About this task - Please return all of the records verbatim, with the pictures omitted.

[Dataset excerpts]
★ ★ ★
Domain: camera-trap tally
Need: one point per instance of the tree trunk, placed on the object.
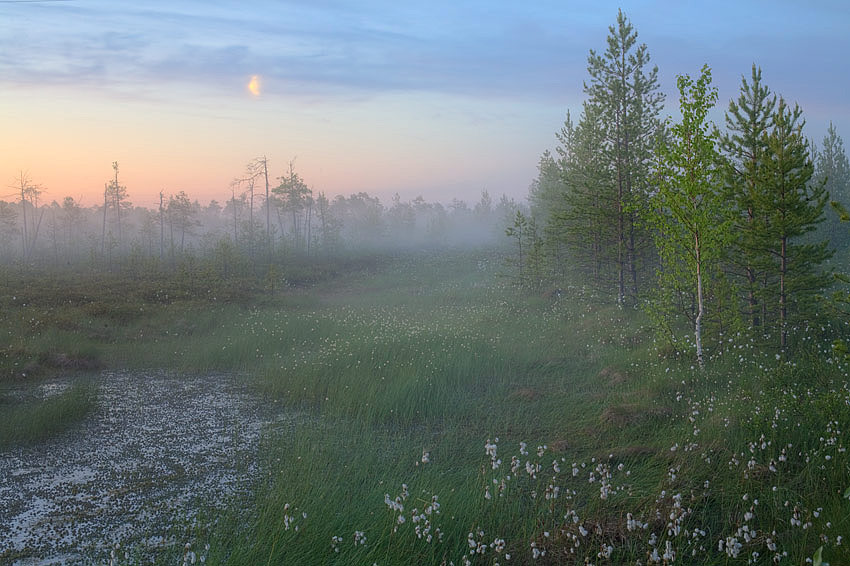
(783, 307)
(698, 321)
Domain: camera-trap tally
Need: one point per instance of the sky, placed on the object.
(442, 99)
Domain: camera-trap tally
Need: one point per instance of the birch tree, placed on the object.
(691, 229)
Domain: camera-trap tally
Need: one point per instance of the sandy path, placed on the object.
(158, 448)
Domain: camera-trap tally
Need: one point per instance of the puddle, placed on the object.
(158, 448)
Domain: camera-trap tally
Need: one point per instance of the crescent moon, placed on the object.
(254, 85)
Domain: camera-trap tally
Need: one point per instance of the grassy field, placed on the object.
(448, 418)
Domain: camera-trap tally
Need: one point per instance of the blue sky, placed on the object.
(435, 98)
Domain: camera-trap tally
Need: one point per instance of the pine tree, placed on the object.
(586, 222)
(630, 102)
(833, 170)
(792, 206)
(744, 146)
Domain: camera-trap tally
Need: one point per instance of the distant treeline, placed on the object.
(261, 221)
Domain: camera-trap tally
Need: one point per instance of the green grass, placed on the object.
(436, 354)
(36, 420)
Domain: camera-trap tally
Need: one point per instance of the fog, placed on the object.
(275, 222)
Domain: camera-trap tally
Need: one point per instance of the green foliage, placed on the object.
(744, 145)
(689, 219)
(36, 420)
(790, 207)
(832, 169)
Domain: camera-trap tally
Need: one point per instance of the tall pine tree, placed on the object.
(792, 206)
(629, 101)
(833, 170)
(744, 144)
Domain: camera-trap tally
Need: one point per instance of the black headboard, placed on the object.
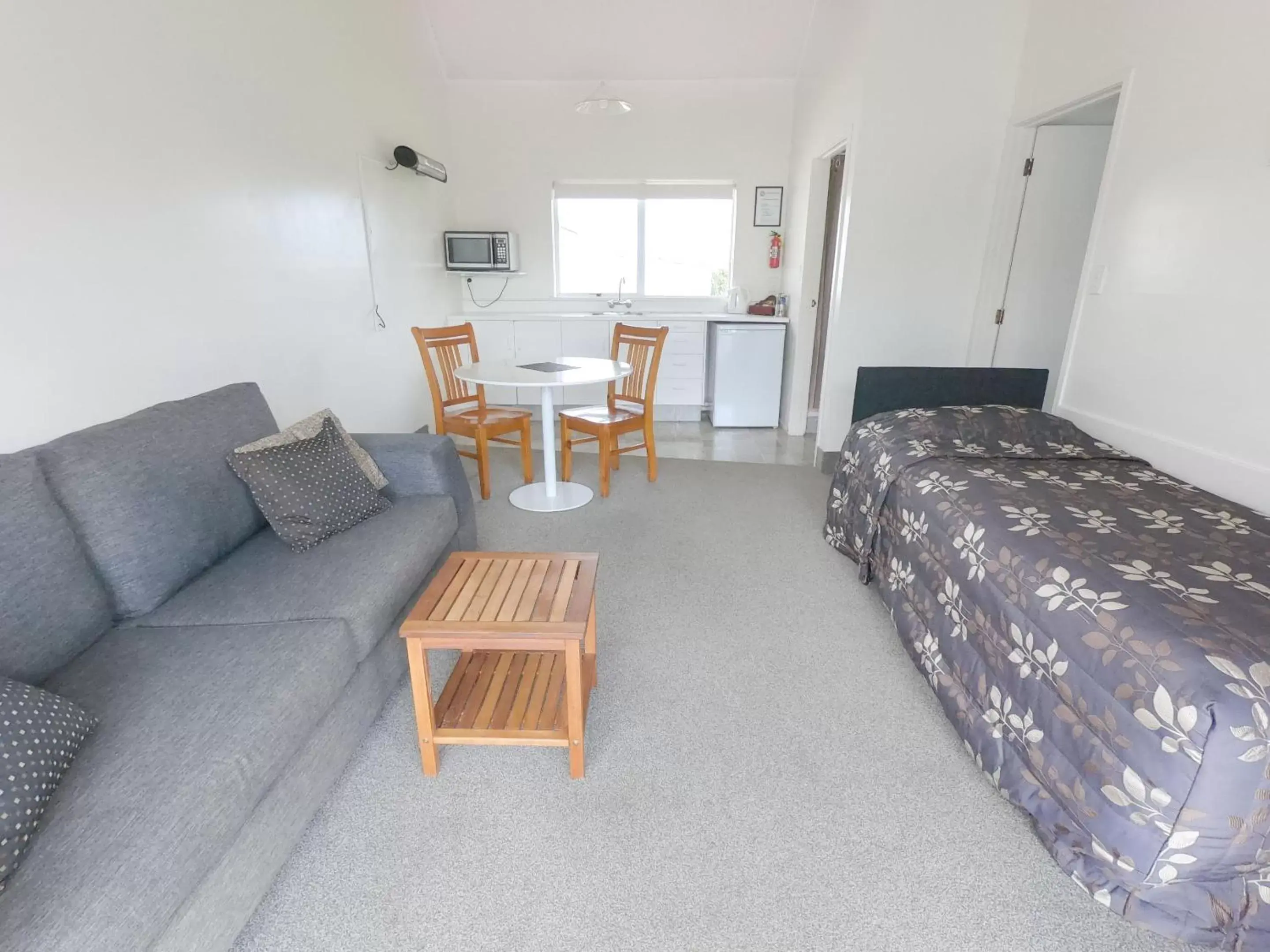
(881, 389)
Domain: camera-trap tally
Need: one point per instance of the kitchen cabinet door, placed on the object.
(585, 339)
(497, 342)
(535, 342)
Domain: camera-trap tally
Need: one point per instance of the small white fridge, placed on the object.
(743, 379)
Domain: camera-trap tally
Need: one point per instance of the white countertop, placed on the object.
(637, 316)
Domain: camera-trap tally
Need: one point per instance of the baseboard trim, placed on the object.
(1241, 480)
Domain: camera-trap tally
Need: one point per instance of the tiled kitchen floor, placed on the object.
(700, 441)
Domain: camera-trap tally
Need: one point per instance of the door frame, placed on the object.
(816, 212)
(1008, 210)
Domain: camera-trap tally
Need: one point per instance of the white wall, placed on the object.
(516, 139)
(1170, 361)
(827, 111)
(179, 186)
(925, 96)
★ ★ ★
Expected answer -
Domain: camera-trap tally
Need: one point per instance of the tree trunk, placed on the object.
(783, 307)
(698, 321)
Domain: camera-trap tally
Need: one point per instance of the sky, placed on the object.
(442, 99)
Domain: camera-trap tally
Need: one point per instance of the birch tree, placed on the object.
(691, 229)
Domain: camera-trap tally
Need: one point per instance of the sandy path, placed on the object.
(158, 448)
Domain: camera-trap tally
Need: one point per instance of the puddle, placed on the object.
(158, 448)
Domain: camera-trap tally
Need: one point per instance of the crescent moon, placed on the object.
(254, 85)
Domain: camera-trap tally
Need: one point per instance of the grassy field, placed on the object.
(448, 418)
Domain: camera-trap tally
Need: one point per instance of the blue sky, placed on the object.
(435, 98)
Domain: camera-trap tally
Need: one point per instance of the pine tree, placed on the object.
(586, 222)
(630, 102)
(833, 170)
(792, 206)
(744, 146)
Domain: camera-trap tally
Need: one point per instance of the distant treeline, placed on the object.
(261, 221)
Domain: camera-trap tally
Need: one point per instance of the green grass, placed on the object.
(436, 354)
(36, 420)
Domain: camera-trap tally
Need: one point per instance of the fog, placed on the object.
(275, 222)
Domain: camera-trap tally
Need: one point per instance of the green foliage, placed on the object.
(744, 145)
(689, 219)
(36, 420)
(790, 207)
(832, 169)
Domain: camera-trap tally
Need: one point per instance of the tall pine tree, placed on the object.
(792, 206)
(629, 101)
(833, 170)
(744, 144)
Domain: camera-trap tally
Need: one point per instance of the black headboard, placed on the object.
(881, 389)
Domain: camera-trap tally
Need: one point per instance of the kitchen cabinet door, placed on the object.
(585, 339)
(497, 342)
(535, 342)
Domain: camera-trap tally
Need: one point per instance of the small white fridge, placed on the object.
(743, 379)
Domain: camera-trap tally
Need: one point per instance of the white countertop, placed on the object.
(637, 316)
Domain: camera-trap tally
Need: one point per instance of the baseboard trim, placed on the object.
(1241, 480)
Domain: camera-trap tally
Need: one point per instance of the tiled kitchen floor, placed on the object.
(700, 441)
Domain: camera-trap tally
Need: one point per instance of the door frame, placed on the object.
(816, 212)
(1008, 210)
Domain: camera-trap tally
Need: one point per instance of the white wall, placed on the object.
(516, 139)
(1170, 361)
(827, 111)
(179, 186)
(925, 96)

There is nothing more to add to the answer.